● **EXTRACT TO READ**
═══

My ears are attuned for the new sounds around me. And the local Curve-billed Thrashers are the loud and immediate vocalists. They seem to be constantly calling ree-treat, ree-treat in the scrubby things around me. Mesquite, Palo Verde, cacti of several unknown varieties are within sight. The Curve-bills seem to love the one sprawling cactus over my right shoulder. They peer at me with that orange eye. Several sparrow species sneak up to the feeder and the underneath. Including the local Rufous-winged Sparrows which are somewhat more delicate bodied than the hefty White-crowns. The White-crowns sing occasionally as they always seem to. The Rufous-wings are silent and shy, clearly made to fade cryptically into soft sandy earth tones. I like these local guys.

At dusk on that first day, I ranged the five acres of John’s landscape. Like a starter lesson for the wider world of desert there. Ran my fingers over the plants and stems (carefully). Stared down the things that survived in this land of oddities. The cacti in their different forms. There was one great Saguaro just a short step away from the porch which was so armed and branched one had to assume it was growing here before my father was born, before the internet and garage door openers existed. It had a great and what looked like dangerous lean towards the sunrise side of this world. Perhaps it was going down in the slowest fall of anything. Perhaps it just preferred this stance after considering the weight of all things. Look, that over there is just its favorite sky, its namesake star. The world rolls over and over. Is it not tiresome?

═══

● **Point labeling examples**
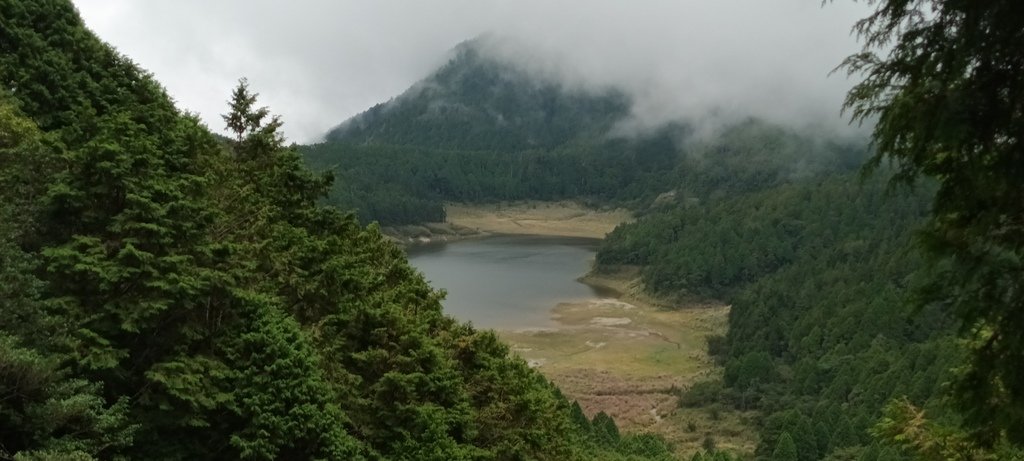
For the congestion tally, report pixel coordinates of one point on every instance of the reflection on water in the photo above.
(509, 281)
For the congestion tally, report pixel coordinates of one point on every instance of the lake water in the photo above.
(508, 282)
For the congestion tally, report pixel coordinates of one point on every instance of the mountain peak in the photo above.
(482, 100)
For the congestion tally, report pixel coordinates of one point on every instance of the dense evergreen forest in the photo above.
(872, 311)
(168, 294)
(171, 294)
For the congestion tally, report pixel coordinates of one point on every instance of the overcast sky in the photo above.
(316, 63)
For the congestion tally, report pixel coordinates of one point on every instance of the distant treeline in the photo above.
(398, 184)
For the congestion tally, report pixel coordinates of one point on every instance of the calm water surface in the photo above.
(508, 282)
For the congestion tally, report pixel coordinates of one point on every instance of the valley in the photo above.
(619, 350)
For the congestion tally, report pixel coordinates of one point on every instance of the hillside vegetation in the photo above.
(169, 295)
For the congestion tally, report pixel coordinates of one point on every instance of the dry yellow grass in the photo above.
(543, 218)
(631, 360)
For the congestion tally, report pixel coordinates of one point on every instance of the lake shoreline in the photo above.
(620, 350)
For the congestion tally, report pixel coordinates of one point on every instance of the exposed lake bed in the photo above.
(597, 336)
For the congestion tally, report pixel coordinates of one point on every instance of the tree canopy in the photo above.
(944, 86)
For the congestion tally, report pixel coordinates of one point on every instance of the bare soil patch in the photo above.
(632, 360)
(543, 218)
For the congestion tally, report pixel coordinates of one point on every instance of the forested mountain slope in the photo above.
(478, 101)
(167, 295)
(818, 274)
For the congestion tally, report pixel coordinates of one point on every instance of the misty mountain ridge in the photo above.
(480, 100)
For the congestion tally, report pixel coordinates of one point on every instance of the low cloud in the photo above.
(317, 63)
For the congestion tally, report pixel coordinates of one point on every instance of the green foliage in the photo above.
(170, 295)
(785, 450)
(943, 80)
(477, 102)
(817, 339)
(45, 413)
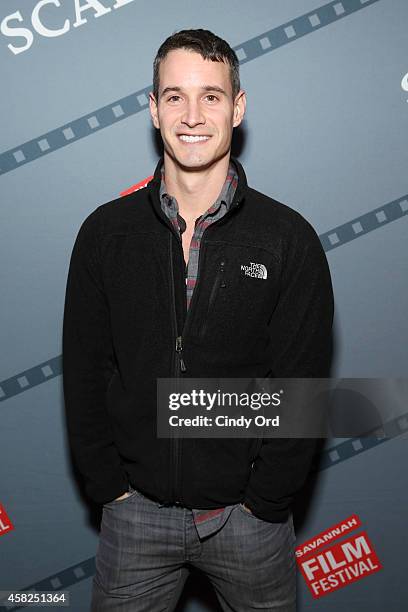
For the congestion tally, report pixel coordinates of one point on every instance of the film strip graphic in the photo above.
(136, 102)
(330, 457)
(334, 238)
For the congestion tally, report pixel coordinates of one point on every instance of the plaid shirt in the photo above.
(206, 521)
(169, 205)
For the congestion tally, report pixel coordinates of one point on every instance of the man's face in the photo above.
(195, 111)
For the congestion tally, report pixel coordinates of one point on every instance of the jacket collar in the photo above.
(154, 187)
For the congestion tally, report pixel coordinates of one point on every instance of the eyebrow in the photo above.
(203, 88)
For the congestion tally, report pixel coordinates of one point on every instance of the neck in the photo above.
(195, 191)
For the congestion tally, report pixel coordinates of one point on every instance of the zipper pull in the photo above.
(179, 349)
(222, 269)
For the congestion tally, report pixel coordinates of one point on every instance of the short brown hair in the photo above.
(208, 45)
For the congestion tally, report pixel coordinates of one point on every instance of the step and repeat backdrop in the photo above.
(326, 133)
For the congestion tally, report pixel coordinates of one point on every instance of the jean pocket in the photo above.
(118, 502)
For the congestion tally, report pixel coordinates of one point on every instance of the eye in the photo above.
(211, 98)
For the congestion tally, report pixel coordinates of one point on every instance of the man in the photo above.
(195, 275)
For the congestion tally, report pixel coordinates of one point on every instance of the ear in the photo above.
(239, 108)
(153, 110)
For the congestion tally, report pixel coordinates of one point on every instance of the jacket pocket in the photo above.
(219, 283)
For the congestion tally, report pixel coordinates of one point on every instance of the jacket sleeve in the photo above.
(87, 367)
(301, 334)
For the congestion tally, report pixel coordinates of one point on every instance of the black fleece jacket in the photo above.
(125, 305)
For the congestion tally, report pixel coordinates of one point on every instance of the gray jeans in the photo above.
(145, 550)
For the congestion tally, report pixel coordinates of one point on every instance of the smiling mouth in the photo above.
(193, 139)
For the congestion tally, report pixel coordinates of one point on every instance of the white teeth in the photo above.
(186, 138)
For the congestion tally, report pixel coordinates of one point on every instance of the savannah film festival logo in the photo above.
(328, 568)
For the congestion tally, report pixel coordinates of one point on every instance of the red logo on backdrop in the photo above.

═══

● **WHAT YOU ARE ASKED TO DO**
Reproduce, word for word, the stretch of the desert passage above from "My ears are" through "these local guys.".

● **SOLUTION TO THE EXERCISE**
My ears are attuned for the new sounds around me. And the local Curve-billed Thrashers are the loud and immediate vocalists. They seem to be constantly calling ree-treat, ree-treat in the scrubby things around me. Mesquite, Palo Verde, cacti of several unknown varieties are within sight. The Curve-bills seem to love the one sprawling cactus over my right shoulder. They peer at me with that orange eye. Several sparrow species sneak up to the feeder and the underneath. Including the local Rufous-winged Sparrows which are somewhat more delicate bodied than the hefty White-crowns. The White-crowns sing occasionally as they always seem to. The Rufous-wings are silent and shy, clearly made to fade cryptically into soft sandy earth tones. I like these local guys.